What to do:
Please carry the article below on the recovery of the Australian and New Zealand live music sectors forward, starting after its last sentence.

Passage to read:

+++++

Aussie/NZ Live Sectors Finally Able To Look Beyond COVID-19

– New Zealand Venues
With restrictions for live music venues and nightclubs slowly lifting, the Australian and New Zealand live sectors are looking past COVID-19 with a plan for recovery.
Live Performance Australia unveiled June 4 an ambitious A$345 million ($240.7 million) plan to restart and rebuild the industry.
Its main thrust is a A$90 million ($62.7 million) Business Reactivation Fund which includes capital investment for productions and tours and support for service providers as production, crew, video, sound and lighting specialists.
Among other initiatives were a A$55 million ($38.4 million) ‘See It Live’ to attract tourists to live events in Australia, tax incentives for venues, a loan scheme and waiving visa fees for overseas acts.
“As we enter the 12th week of shutdowns due to the public health response, it’s well and truly time for the federal government to get behind Australia’s arts and entertainment industry and deliver a comprehensive and properly funded plan so our world-class industry can get back to work,” LPA chief executive Evelyn Richardson said.
Meanwhile, New Zealand’s live sector applauded the government’s new NZ$175 million ($108.8 million) arts & music COVID-19 recovery package. Announced May 29, it included a NZ$5 million ($3.7 million) fund to get acts to get back on tour, and NZ$3 million  ($1.8 million) for venues to create safe environments.

+++++

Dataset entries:
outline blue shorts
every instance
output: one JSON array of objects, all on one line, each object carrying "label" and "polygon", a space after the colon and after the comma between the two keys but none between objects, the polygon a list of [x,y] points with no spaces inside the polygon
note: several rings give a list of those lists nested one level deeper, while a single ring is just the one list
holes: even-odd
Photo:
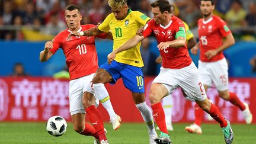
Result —
[{"label": "blue shorts", "polygon": [[100,68],[107,71],[113,78],[110,84],[114,84],[119,78],[128,89],[133,92],[145,93],[142,68],[113,60],[110,65],[105,63]]}]

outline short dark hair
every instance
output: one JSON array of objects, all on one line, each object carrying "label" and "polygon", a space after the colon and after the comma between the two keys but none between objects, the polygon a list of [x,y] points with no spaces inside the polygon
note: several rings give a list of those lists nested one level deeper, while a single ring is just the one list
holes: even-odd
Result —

+++++

Your response:
The support for new contemporary music and live music was forecast to sustain 2900 jobs over two years, produce 455 new song releases and 150 live music tours throughout NZ.
Brent Eccles of NZ Promoters Association noted its “comprehensive” understanding of the workings of the entertainment biz, and added, “We (also) await the details of possible government support for mass events such as music concerts and festivals, which are being considered separately.  We are all looking forward to bringing back the music.”
The NZ package included NZ$70 million ($43.5 million) over three years for recovery and employment,  NZ$60 million ($37. 2 million) over three years for cross-discipline collaboration and digital exports, and NZ$7.9 million ($4.9 million) to help creatives back into sustainable work.